start Records provided
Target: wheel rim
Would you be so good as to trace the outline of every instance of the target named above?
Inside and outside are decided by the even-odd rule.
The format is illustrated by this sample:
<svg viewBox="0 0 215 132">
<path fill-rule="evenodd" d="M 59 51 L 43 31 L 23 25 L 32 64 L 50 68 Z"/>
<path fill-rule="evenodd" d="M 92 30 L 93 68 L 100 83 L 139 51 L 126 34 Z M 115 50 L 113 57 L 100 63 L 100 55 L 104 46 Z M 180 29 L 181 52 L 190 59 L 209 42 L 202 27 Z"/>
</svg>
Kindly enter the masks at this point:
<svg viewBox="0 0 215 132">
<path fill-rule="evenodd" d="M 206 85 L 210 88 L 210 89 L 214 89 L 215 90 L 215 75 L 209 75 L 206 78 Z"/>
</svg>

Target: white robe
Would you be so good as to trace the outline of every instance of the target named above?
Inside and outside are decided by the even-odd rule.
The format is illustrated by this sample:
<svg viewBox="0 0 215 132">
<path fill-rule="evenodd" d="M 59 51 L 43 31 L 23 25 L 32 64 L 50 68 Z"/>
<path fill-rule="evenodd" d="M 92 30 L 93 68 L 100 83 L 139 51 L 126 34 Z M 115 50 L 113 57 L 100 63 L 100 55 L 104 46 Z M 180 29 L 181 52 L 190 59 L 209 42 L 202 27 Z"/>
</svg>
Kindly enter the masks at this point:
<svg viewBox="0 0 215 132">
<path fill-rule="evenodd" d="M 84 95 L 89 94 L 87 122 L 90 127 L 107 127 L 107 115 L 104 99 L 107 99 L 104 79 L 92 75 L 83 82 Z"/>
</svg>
end Records provided
#### Task to carry out
Put every line of the data above into a numbered list, one line per item, and leave out any blank lines.

#### Response to this task
1. Target: wheel rim
2. Would you be so good as to trace the outline of every instance of the target named above?
3. Inside and outside are decided by the even-odd rule.
4. The format is illustrated by this sample:
5. <svg viewBox="0 0 215 132">
6. <path fill-rule="evenodd" d="M 59 51 L 43 31 L 23 25 L 32 64 L 50 68 Z"/>
7. <path fill-rule="evenodd" d="M 92 30 L 93 68 L 100 83 L 139 51 L 126 34 Z M 115 50 L 113 57 L 100 63 L 100 55 L 104 46 Z M 180 29 L 181 52 L 190 59 L 209 42 L 202 27 Z"/>
8. </svg>
9. Kindly enter the masks at this point:
10. <svg viewBox="0 0 215 132">
11. <path fill-rule="evenodd" d="M 206 85 L 210 88 L 210 89 L 214 89 L 215 90 L 215 75 L 209 75 L 206 78 Z"/>
12. </svg>
13. Target: white robe
14. Would you be so good as to trace the outline of every instance of the target named above?
15. Inside and outside are decided by the even-odd rule.
16. The format is illustrated by this sample:
17. <svg viewBox="0 0 215 132">
18. <path fill-rule="evenodd" d="M 59 51 L 43 31 L 23 25 L 32 64 L 50 68 Z"/>
19. <path fill-rule="evenodd" d="M 92 30 L 93 68 L 100 83 L 139 51 L 126 34 Z M 115 50 L 113 57 L 100 63 L 100 55 L 104 46 Z M 180 29 L 181 52 L 190 59 L 209 42 L 202 27 Z"/>
20. </svg>
21. Kindly enter the masks at this point:
22. <svg viewBox="0 0 215 132">
23. <path fill-rule="evenodd" d="M 84 95 L 89 94 L 87 122 L 90 127 L 107 127 L 107 115 L 104 99 L 107 99 L 104 79 L 92 75 L 83 82 Z"/>
24. </svg>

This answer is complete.